→ **Task item**: For each statement, answer yes or no according to the newsletter issue, and quote the words from it that decide the answer. 1. This issue arrived later than usual because of human and technical issues. 2. The writer's habit of searching their own e-mail box relies on a legion of algorithms. 3. This week's issue is about searching through one's own archive.

→ **Quoted passage**:
******

🐋✨The Nexialist #0086
Nonhuman Perceptions | Umwelt | Ask Nature | The Drowned Giant | Are Emotions Universal? | Situationships | Setting Boundaries | Hope is a Muscle
Welcome to another week of a cozy brain-bath with me, The Nexialist! (Today a bit later due to human&technical issues ❤️
Come in, grab a coffee/tea and let our brains cuddle in the next 3-10 minutes.
Recently I’ve noticed a new behavior when I’m getting started with a new research process for work (or not) and I would like to share it with you: the search field in my e-mail box (as well as The Nexialist archive.) Sometimes I remember who sent it and that helps me filter the search, sometimes I just try different keywords, and that works as well. It’s some kind of mining through my own archive, without the legion of algorithms. I highly recommend it, especially if you sign up for great quality newsletters.
This week’s Nexialist has nothing to do with this, so I’ll just leave you to it. Enjoy! 🫀✨
1 year ago » 🎁✨The Nexialist #0038 : The Perfectionism Trap | Normosis: The Pathology of Normality | Social Cooling | Solar Power | Artist Imperfection
🐋Nonhuman Perceptions
Last week I was doing another wonderful playshop with the amazing folks at Dancing Fox for the World Animal Protection’s movement Unleashing the Wild. As always, we had inspiring mornings together, and a great deal of knowledge and sensitivity was shared. One of them of Ed Yong’s new book “An Immense World: How Animal Senses Reveal the Hidden Realms Around Us.”

******

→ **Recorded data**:
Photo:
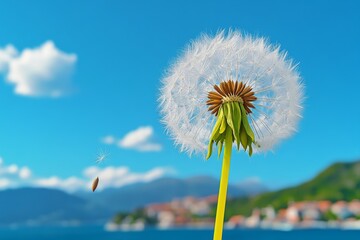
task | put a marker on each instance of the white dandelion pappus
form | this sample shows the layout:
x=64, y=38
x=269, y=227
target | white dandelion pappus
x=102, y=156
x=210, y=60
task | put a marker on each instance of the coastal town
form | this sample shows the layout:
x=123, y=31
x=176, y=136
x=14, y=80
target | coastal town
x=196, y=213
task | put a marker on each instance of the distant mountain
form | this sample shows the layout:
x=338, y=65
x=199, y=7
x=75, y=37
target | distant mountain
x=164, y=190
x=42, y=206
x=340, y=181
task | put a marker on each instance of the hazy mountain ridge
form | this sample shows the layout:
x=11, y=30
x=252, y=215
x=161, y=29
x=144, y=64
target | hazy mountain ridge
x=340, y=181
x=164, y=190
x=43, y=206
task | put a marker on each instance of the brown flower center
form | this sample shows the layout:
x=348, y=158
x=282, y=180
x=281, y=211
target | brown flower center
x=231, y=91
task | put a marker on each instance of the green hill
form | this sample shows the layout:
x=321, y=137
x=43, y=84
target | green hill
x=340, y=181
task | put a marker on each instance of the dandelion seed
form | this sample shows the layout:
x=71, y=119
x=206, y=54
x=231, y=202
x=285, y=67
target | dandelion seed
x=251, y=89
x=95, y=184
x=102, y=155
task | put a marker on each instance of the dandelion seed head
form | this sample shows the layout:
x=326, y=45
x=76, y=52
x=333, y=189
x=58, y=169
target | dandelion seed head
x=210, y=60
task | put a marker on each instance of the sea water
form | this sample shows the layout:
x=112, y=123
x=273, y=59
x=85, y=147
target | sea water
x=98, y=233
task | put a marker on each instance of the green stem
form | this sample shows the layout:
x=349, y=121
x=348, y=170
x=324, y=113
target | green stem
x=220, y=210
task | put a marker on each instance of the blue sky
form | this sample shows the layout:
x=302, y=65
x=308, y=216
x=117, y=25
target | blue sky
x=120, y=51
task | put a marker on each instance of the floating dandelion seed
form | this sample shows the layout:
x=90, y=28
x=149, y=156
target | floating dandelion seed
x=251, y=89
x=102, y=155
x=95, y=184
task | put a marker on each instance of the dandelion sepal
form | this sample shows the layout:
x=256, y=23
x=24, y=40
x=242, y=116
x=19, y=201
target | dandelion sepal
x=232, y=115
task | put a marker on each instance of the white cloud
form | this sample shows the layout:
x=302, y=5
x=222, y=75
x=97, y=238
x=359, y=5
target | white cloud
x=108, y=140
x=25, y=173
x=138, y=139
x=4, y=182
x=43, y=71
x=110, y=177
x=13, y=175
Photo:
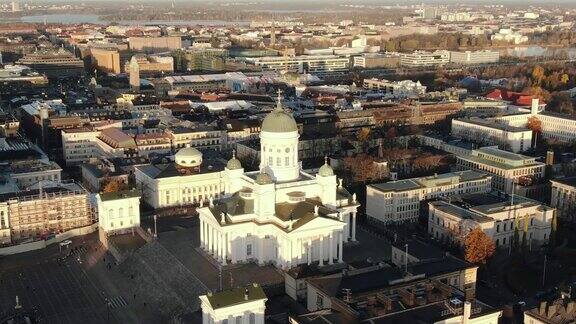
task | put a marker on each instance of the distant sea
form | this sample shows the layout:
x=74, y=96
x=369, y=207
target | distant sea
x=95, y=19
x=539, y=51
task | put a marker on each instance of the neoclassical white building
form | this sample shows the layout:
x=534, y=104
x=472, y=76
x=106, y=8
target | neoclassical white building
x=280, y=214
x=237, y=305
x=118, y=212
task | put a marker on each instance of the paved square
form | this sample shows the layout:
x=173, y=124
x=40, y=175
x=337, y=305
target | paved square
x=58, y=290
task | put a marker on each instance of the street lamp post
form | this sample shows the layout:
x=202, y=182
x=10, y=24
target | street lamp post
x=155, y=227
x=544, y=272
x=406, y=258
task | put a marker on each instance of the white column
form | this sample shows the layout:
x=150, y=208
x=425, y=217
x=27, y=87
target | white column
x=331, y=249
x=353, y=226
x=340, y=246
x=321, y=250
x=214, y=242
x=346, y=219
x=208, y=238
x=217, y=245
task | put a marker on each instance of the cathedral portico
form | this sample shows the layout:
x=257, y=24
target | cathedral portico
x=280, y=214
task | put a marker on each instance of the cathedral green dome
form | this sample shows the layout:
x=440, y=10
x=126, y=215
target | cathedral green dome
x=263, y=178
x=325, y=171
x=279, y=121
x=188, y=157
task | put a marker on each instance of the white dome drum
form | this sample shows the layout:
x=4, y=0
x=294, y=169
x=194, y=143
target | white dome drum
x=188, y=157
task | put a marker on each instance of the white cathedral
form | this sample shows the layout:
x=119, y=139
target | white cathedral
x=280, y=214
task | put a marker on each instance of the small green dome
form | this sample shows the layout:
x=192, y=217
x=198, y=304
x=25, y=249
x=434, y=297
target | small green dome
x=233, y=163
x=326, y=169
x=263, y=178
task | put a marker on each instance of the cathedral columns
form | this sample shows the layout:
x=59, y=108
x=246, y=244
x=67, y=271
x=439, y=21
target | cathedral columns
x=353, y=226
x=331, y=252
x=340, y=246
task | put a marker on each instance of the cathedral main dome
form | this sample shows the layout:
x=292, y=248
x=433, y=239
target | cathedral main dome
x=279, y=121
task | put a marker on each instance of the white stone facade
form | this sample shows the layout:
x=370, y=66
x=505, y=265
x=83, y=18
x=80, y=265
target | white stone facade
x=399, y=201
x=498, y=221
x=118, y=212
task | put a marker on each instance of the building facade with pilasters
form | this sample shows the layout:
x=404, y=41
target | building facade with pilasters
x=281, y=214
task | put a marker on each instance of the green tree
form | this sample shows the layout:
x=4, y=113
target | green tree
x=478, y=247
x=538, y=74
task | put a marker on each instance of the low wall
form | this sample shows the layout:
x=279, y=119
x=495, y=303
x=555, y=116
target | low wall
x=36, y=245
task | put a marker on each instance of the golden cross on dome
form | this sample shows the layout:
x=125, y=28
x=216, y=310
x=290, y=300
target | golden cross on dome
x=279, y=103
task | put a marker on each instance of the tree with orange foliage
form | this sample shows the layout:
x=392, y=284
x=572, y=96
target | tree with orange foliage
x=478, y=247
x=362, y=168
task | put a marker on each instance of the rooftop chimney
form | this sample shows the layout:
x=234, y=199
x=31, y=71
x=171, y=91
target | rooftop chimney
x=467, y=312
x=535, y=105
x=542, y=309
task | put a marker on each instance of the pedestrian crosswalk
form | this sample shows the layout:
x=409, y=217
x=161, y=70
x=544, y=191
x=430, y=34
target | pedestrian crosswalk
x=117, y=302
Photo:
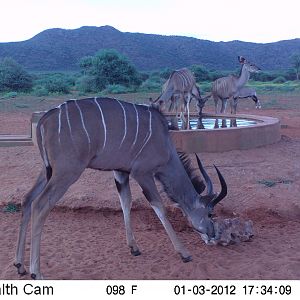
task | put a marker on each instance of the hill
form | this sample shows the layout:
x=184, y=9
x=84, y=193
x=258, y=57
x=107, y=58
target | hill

******

→ **Result of this task**:
1. Yes: "Today a bit later due to human&technical issues"
2. No: "without the legion of algorithms"
3. No: "This week’s Nexialist has nothing to do with this"